**TASK TO CARRY OUT:** Repeat all of the data precisely.

**DATA SUPPLIED:**
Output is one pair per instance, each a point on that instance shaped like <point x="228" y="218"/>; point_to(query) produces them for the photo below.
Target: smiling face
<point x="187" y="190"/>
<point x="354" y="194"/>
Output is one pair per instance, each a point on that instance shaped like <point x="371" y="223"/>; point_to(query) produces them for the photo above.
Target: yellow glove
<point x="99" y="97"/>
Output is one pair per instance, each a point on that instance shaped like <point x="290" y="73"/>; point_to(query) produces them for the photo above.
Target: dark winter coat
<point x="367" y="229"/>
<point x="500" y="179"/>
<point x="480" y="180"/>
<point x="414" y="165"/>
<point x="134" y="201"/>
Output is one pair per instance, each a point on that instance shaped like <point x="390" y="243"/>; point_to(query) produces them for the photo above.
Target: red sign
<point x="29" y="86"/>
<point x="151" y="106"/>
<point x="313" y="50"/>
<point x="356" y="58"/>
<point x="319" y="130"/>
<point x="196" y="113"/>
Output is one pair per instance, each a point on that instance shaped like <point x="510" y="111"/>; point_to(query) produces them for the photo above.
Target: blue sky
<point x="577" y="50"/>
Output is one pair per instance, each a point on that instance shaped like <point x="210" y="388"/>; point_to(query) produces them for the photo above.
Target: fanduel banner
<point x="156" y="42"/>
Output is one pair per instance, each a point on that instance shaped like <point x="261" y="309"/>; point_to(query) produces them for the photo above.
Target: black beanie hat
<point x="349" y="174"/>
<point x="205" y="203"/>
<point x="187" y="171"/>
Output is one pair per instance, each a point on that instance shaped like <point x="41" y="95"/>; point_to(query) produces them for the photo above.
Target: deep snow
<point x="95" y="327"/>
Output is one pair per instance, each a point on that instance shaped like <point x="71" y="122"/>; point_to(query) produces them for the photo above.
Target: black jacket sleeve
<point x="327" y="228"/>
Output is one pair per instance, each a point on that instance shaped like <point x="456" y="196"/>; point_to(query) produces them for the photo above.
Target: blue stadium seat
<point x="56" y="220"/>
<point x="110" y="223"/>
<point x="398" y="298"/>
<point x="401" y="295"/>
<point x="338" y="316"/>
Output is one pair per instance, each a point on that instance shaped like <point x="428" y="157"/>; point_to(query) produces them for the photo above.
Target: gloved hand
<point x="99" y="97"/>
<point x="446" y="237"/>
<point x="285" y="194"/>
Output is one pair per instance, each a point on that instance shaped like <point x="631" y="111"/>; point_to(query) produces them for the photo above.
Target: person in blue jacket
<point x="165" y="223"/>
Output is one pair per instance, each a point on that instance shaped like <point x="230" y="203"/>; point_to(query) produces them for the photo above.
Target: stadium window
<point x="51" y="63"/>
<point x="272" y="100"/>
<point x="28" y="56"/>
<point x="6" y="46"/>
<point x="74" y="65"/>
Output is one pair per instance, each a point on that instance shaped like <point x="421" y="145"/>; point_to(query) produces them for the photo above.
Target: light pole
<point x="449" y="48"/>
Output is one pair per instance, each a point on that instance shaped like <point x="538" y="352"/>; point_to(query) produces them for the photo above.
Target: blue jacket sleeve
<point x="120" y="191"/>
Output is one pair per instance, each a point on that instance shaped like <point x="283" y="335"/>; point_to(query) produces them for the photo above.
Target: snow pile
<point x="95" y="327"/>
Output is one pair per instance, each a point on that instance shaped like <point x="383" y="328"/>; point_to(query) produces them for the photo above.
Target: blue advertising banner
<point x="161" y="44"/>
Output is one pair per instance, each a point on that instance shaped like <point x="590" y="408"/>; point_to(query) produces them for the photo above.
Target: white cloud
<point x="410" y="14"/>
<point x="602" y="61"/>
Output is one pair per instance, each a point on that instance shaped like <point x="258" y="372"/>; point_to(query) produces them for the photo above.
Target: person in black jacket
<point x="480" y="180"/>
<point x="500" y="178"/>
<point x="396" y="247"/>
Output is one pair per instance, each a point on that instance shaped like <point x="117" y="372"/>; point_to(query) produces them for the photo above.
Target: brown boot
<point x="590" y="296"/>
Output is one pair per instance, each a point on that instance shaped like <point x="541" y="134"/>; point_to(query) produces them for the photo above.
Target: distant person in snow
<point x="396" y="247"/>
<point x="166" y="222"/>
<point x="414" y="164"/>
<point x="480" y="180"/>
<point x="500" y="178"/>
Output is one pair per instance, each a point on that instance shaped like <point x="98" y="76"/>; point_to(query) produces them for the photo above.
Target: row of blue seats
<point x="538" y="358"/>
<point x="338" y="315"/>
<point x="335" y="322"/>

**THE OUTPUT:**
Output is one pair per instance, each a point on that instance shaped like <point x="228" y="218"/>; point_to(query) produces them for the photo below.
Target: smiling face
<point x="187" y="190"/>
<point x="354" y="194"/>
Output is one pair per instance, each a point on that instance shaped like <point x="371" y="223"/>; point_to(query) produces them for the photo above.
Target: yellow glove
<point x="99" y="97"/>
Output is one pair per instance, each a point on that instance shaped like <point x="290" y="73"/>; point_to(query) produces them for the photo above.
Target: dark winter coat
<point x="367" y="229"/>
<point x="500" y="179"/>
<point x="480" y="180"/>
<point x="414" y="165"/>
<point x="134" y="201"/>
Output is one pair per instance, each a point on that instance shaped like <point x="390" y="243"/>; point_to(query) produces them for the photo above.
Target: red sign
<point x="29" y="86"/>
<point x="151" y="106"/>
<point x="313" y="50"/>
<point x="356" y="58"/>
<point x="319" y="130"/>
<point x="196" y="113"/>
Output is one pair per instance, each a point on that instance shaped like <point x="510" y="111"/>; point_to(query) produces them for the photo above.
Target: blue sky
<point x="577" y="50"/>
Output is one pair per instance, each a point on that instance shaped like <point x="210" y="388"/>; point_to(query) produces them for the photo above.
Target: fanduel banner
<point x="156" y="42"/>
Output is one pair per instance, each a point on that instance shaped like <point x="261" y="309"/>; point_to(query) produces them for the photo above.
Target: black beanie hat
<point x="349" y="174"/>
<point x="205" y="203"/>
<point x="187" y="171"/>
Output is one pair per instance, each a point on that instance shaped like <point x="41" y="95"/>; point_to(query) produces them for the photo above.
Target: deep snow
<point x="95" y="327"/>
Output is one pair per instance, each a point on that instance shaped like <point x="71" y="122"/>; point_to(query) produces them for the photo above.
Target: black jacket sleeve
<point x="327" y="228"/>
Output is one pair per instance, each a point on that instance shaped like <point x="456" y="196"/>; point_to(query) produces them for the photo above.
Target: blue stadium seat
<point x="56" y="220"/>
<point x="110" y="223"/>
<point x="398" y="298"/>
<point x="401" y="295"/>
<point x="338" y="316"/>
Output is one pair per instance, each a point on that instance shaped like <point x="428" y="157"/>; point_to(query) produces them for the photo above.
Target: gloved hand
<point x="99" y="97"/>
<point x="446" y="237"/>
<point x="285" y="194"/>
Output is one pair per instance, each a point on that instance shaped like <point x="631" y="111"/>; point_to(query) produces them for the photo above.
Target: person in blue jacket
<point x="165" y="223"/>
Output is one pair per instance, each a point on that instance shaped like <point x="230" y="203"/>; point_to(query) produces them for the photo above.
Target: stadium window
<point x="51" y="63"/>
<point x="272" y="100"/>
<point x="28" y="56"/>
<point x="6" y="46"/>
<point x="74" y="65"/>
Output is one pair per instance, each a point on that instance shaped like <point x="421" y="145"/>; point_to(query) produces them for the photo above.
Target: light pole
<point x="449" y="48"/>
Output is one pair per instance, each a point on that instance shaped like <point x="538" y="352"/>; point_to(query) produces them for the photo above.
Target: blue jacket sleeve
<point x="120" y="191"/>
Output is one pair per instance, each a point on that instance shaped like <point x="283" y="335"/>; point_to(query) produces them for the photo above.
Target: snow pile
<point x="95" y="327"/>
Output is one pair per instance, each a point on that instance shaped like <point x="383" y="328"/>; point_to(query) produces them for the photo above.
Target: blue advertising banner
<point x="161" y="44"/>
Output is one pair per instance, each a point on that instance shaped like <point x="590" y="408"/>; point_to(query) produces them for the photo above.
Target: white cloud
<point x="410" y="14"/>
<point x="602" y="61"/>
Output is one pair per instance, each a point on that instance shaped like <point x="258" y="372"/>; point_to(query) produces them for the photo above.
Target: person in black jacket
<point x="480" y="180"/>
<point x="500" y="178"/>
<point x="396" y="247"/>
Output is one pair per instance, each a point on that instance shaped like <point x="117" y="372"/>; point_to(query) produces them for the photo above.
Target: brown boot
<point x="590" y="296"/>
Output is one pair per instance, each a point on that instance shaped like <point x="541" y="134"/>; point_to(query) produces them for the photo above.
Target: distant person in snow
<point x="396" y="247"/>
<point x="166" y="222"/>
<point x="414" y="164"/>
<point x="480" y="180"/>
<point x="500" y="178"/>
Output is one pair per instance, each a point on that instance shaped like <point x="98" y="76"/>; point_to(query) produces them for the photo above.
Target: row of blue seats
<point x="538" y="358"/>
<point x="338" y="315"/>
<point x="335" y="322"/>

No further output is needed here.